Task 1:
In the text about diabetic foot screening, how much of the HSE South's spending was in Cork?
Task 2:
Continue the text about diabetic foot screening from where it stops.

Exercise text:

THE HSE spent €239m treating food diseases in people with diabetes that could have been prevented if a screening services had been established according to the new diabetes advocacy group, Diabetes Action.
The group, who recently launched their campaign ‘Half the Service, Half the Care’ have highlighted that the HSE could have saved over €200m, and avoided thousands of limb amputations, if they had invested in local services to detect treatable foot diseases in diabetic patients.
The HSE South are recorded to have spent €75m “treating approximately 2478 patients with diabetes for inpatient diabetic foot disease”. €23.3m of this was spent in Cork.
The group are calling for the establishment of a local screening service as part of a National Foot Screening Programme to avoid the expensive and devastating complications needlessly developed by the lack of local services.

Referring expression data
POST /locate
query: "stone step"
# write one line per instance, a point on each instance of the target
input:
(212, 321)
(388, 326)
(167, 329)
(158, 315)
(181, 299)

Written answer 1:
€23.3m

Written answer 2:
In a letter to Deirdre Clune, Fine Gael TD for Cork South Central, the HSE confirmed that “a specific group was established to focus on the key objectives of the national plan in Cork and Kerry” and a further two sub-groups were set up “to focus on the key objectives of the national plan”. Further more another sub-committee “was convened to examine foot are services in the area”. The report for the sub committee is due to be presented to the HSE in the coming weeks.
While welcoming the establishment of the National Diabetes Programme, Deputy Clune has expressed concern over the number of subgroups set up on an ongoing basis to deal with the matter. She has stressed that she hopes that the final report in the coming weeks will fully address the concerns of patients.
“I appreciate that priority is given to clinical appointments which include infection, ulceration and gangrene cases, however structures need to be put in place quickly to allow patients in the early stages of diabetes routine check ups. It is not acceptable that some patients have to wait months to get an appointment when it could be too late for the disease and could cost the patient a limb.”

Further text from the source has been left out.